Trecho para leitura:
******************************
Era novembro de 2014. Primeiro fim de semana. Plena campanha da Dilma. Fim de tarde na RPPN dele, a Linda Serra dos Topázios. Jaime e eu começamos a conversar sobre a falta que fazia termos acesso a um veículo independente e democrático de informação.

Resolvemos fundar o nosso. Um espaço não comercial, de resistência. Mais um trabalho de militância, voluntário, por suposto. Jaime propôs um jornal; eu, uma revista. O nome eu escolhi (ele queria Bacurau). Dividimos as tarefas. A capa ficou com ele, a linha editorial também.

Correr atrás da grana ficou por minha conta. A paleta de cores, depois de larga prosa, Jaime fechou questão – “nossas cores vão ser o vermelho e o amarelo, porque revista tem que ter cor de luta, cor vibrante” (eu queria verde-floresta). Na paz, acabei enfiando um branco.

Fizemos a primeira edição da Xapuri lá mesmo, na Reserva, em uma noite. Optamos por centrar na pauta socioambiental. Nossa primeira capa foi sobre os povos indígenas isolados do Acre: ‘Isolados, Bravos, Livres: Um Brasil Indígena por Conhecer”. Depois de tudo pronto, Jaime inventou de fazer uma outra boneca, “porque toda revista tem que ter número zero”.

Dessa vez finquei pé, ficamos com a capa indígena. Voltei pra Brasília com a boneca praticamente pronta e com a missão de dar um jeito de imprimir. Nos dias seguintes, o Jaime veio pra Formosa, pra convencer minha irmã Lúcia a revisar a revista, “de grátis”. Com a primeira revista impressa, a próxima tarefa foi montar o Conselho Editorial.

Jaime fez questão de visitar, explicar o projeto e convidar pessoalmente cada conselheiro e cada conselheira (até a doença agravar, nos seus últimos meses de vida, nunca abriu mão dessa tarefa). Daqui rumamos pra Goiânia, para convidar o arqueólogo Altair Sales Barbosa, nosso primeiro conselheiro. “O mais sabido de nóis,” segundo o Jaime.
******************************
Material de estudo:
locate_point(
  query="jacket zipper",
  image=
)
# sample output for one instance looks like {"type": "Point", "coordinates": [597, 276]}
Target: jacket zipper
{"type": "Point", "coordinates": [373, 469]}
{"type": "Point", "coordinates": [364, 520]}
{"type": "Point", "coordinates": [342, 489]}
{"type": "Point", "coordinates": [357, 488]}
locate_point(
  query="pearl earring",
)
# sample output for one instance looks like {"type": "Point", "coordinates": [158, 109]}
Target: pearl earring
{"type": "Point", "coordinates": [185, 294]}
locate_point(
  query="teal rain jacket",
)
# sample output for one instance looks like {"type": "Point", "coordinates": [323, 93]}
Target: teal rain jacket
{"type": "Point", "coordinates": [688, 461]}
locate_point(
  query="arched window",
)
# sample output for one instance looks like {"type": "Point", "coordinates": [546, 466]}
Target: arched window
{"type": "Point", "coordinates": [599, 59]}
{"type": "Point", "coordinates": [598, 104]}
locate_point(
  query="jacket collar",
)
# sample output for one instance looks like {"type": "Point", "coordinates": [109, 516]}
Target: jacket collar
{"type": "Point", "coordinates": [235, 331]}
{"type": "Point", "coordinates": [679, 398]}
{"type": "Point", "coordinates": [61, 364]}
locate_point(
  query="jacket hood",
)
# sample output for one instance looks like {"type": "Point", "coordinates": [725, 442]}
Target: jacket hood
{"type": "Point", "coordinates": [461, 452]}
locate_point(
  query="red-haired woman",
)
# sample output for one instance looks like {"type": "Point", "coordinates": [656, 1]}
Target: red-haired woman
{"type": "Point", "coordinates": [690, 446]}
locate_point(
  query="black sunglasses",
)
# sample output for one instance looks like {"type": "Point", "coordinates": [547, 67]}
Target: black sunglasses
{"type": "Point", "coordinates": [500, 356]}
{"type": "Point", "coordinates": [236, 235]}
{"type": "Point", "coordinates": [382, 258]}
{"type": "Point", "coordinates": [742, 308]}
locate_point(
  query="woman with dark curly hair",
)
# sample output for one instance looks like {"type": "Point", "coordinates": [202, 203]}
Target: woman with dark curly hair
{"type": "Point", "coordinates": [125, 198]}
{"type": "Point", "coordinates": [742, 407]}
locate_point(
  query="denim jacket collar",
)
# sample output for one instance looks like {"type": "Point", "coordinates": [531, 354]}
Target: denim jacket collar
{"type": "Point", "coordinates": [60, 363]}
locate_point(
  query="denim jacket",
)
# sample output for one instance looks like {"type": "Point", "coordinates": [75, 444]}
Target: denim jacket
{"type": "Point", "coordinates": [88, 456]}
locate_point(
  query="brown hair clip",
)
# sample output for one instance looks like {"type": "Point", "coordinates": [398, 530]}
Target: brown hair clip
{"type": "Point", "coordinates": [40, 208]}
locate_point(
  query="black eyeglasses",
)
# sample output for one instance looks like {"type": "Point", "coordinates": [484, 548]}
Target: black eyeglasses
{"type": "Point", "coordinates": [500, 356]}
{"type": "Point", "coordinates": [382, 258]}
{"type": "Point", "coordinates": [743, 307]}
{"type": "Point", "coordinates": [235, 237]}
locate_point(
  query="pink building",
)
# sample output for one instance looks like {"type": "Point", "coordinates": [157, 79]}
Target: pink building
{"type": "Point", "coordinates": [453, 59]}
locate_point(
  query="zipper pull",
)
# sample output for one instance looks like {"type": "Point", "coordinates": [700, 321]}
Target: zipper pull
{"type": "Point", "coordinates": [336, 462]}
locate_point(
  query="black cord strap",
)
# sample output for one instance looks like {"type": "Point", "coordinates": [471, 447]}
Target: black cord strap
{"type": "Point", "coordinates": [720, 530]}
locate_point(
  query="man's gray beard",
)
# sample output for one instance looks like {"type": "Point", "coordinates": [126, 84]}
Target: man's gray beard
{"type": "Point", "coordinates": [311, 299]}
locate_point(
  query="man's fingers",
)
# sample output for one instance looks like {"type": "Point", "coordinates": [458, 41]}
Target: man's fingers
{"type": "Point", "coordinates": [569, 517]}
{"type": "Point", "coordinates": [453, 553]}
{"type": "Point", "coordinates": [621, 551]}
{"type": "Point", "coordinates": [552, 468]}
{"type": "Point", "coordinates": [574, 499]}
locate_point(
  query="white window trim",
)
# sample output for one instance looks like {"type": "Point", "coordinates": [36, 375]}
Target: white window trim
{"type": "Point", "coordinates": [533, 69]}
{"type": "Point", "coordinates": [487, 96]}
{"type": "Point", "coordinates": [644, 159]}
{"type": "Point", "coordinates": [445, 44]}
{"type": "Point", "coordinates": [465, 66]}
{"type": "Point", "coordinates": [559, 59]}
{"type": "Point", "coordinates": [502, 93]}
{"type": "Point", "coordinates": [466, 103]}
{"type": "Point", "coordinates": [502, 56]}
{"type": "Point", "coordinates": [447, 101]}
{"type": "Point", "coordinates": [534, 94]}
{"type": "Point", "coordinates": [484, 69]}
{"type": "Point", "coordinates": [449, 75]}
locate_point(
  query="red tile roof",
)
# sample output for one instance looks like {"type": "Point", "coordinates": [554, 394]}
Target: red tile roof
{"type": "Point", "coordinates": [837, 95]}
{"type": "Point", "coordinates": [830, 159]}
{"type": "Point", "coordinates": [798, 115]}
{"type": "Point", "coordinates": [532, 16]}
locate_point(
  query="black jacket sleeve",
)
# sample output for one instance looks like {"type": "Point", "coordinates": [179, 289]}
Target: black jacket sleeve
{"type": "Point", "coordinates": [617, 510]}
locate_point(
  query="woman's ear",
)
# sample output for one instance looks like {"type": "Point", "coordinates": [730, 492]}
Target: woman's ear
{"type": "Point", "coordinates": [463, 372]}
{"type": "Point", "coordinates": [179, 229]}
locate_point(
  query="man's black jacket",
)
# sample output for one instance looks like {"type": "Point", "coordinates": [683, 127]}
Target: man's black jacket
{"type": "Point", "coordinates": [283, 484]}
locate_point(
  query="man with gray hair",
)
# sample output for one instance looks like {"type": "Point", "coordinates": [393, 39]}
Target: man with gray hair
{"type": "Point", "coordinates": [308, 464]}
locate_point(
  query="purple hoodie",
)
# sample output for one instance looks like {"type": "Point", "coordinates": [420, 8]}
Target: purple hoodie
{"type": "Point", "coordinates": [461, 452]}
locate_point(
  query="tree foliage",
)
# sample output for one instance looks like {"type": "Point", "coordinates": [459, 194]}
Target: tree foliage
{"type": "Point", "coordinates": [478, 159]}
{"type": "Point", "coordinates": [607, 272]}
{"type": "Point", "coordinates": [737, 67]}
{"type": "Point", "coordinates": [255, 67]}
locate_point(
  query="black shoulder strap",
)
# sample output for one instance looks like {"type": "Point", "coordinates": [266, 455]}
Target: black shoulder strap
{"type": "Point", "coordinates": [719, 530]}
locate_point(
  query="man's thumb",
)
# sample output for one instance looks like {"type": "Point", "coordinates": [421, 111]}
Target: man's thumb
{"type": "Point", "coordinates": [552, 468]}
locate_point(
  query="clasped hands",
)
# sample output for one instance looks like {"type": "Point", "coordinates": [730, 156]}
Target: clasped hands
******************************
Instruções do exercício: Dê continuidade ao relato sobre a fundação da revista Xapuri, começando logo após a última frase do trecho. As linhas não entram neste trabalho.

Resultado da tarefa:
Trilhamos uma linda jornada. Em 80 meses, Jaime fez questão de decidir, mensalmente, o tema da capa e, quase sempre, escrever ele mesmo. Às vezes, ligava pra falar da ótima ideia que teve, às vezes sumia e, no dia certo, lá vinha o texto pronto, impecável.

Na sexta-feira, 9 de julho, quando preparávamos a Xapuri 81, pela primeira vez em sete anos, ele me pediu para cuidar de tudo. Foi uma conversa triste, ele estava agoniado com os rumos da doença e com a tragédia que o Brasil enfrentava. Não falamos em morte, mas eu sabia que era o fim.

Hoje, cá estamos nós, sem as capas do Jaime, sem as pautas do Jaime, sem o linguajar do Jaime, sem o jaimês da Xapuri, mas na labuta, firmes na resistência. Mês sim, mês sim de novo, como você sonhava, Jaiminho, carcamos porva e, enfim, chegamos à nossa edição número 100. E, depois da Xapuri 100, como era desejo seu, a gente segue esperneando.

Fica tranquilo, camarada, que por aqui tá tudo direitim.